AVAILABLE DATA Block Start

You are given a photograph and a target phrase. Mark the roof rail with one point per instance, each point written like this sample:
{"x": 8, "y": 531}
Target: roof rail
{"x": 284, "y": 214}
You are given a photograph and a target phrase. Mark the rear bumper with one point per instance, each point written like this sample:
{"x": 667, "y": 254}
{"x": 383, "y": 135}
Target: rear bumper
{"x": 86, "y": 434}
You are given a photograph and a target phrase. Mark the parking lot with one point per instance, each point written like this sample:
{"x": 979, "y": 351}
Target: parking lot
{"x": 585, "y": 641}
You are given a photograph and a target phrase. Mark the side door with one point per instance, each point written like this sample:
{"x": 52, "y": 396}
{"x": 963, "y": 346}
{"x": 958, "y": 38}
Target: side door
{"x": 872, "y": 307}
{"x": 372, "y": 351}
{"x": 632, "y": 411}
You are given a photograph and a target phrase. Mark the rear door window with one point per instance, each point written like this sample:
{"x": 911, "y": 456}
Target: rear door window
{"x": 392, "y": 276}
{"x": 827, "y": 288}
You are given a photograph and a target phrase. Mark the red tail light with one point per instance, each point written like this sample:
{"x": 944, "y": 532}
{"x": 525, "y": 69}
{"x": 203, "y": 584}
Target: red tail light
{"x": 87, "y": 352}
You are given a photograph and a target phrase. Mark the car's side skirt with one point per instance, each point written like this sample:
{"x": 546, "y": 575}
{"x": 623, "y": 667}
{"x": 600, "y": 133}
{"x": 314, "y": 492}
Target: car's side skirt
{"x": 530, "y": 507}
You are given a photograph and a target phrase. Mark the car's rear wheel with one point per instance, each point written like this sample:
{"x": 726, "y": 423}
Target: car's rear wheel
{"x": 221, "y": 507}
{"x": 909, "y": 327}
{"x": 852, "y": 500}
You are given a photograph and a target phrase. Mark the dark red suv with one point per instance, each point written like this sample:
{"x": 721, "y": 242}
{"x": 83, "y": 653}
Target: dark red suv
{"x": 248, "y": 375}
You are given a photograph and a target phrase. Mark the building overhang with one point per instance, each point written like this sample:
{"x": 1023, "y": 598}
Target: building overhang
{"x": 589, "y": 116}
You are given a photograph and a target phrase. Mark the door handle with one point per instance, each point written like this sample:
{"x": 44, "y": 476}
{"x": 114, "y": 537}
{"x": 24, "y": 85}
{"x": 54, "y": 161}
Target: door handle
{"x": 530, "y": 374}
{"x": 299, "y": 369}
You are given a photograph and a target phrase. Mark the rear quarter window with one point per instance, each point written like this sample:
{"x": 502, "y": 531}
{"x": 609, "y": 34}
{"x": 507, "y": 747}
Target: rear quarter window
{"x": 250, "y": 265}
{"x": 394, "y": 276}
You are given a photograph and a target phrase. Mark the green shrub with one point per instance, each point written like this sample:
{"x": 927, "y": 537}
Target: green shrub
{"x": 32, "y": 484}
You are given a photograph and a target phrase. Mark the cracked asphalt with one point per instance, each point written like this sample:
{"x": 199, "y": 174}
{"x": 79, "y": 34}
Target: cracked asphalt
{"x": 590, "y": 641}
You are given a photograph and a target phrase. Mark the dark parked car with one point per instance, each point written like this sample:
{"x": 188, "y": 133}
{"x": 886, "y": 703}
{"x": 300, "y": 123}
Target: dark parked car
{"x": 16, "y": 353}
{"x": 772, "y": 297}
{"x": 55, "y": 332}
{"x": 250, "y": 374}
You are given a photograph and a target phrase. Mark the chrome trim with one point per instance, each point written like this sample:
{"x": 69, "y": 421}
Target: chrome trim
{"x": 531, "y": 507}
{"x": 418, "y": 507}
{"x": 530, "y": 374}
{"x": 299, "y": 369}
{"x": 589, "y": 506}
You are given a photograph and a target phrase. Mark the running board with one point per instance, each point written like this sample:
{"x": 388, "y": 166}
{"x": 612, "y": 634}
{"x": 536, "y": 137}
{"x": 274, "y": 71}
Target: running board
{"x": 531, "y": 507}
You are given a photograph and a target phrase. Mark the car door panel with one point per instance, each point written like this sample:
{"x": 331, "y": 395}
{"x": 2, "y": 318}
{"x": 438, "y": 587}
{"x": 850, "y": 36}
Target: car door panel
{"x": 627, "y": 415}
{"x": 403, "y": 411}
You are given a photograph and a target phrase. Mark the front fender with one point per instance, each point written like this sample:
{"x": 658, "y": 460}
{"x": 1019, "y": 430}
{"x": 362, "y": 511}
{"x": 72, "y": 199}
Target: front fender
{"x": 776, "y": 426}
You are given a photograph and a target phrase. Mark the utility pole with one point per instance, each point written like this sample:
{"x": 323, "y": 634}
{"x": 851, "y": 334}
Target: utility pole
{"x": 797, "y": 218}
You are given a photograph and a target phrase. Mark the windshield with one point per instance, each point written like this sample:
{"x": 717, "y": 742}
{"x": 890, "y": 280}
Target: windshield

AVAILABLE DATA Block End

_WHAT IS REQUIRED_
Filter on the word "windshield": copy each matching line from the entries above.

_YOUR SOLUTION_
You are given a photograph and a target phrase. Mark the windshield with one point per instance, each point written like this sample:
Target: windshield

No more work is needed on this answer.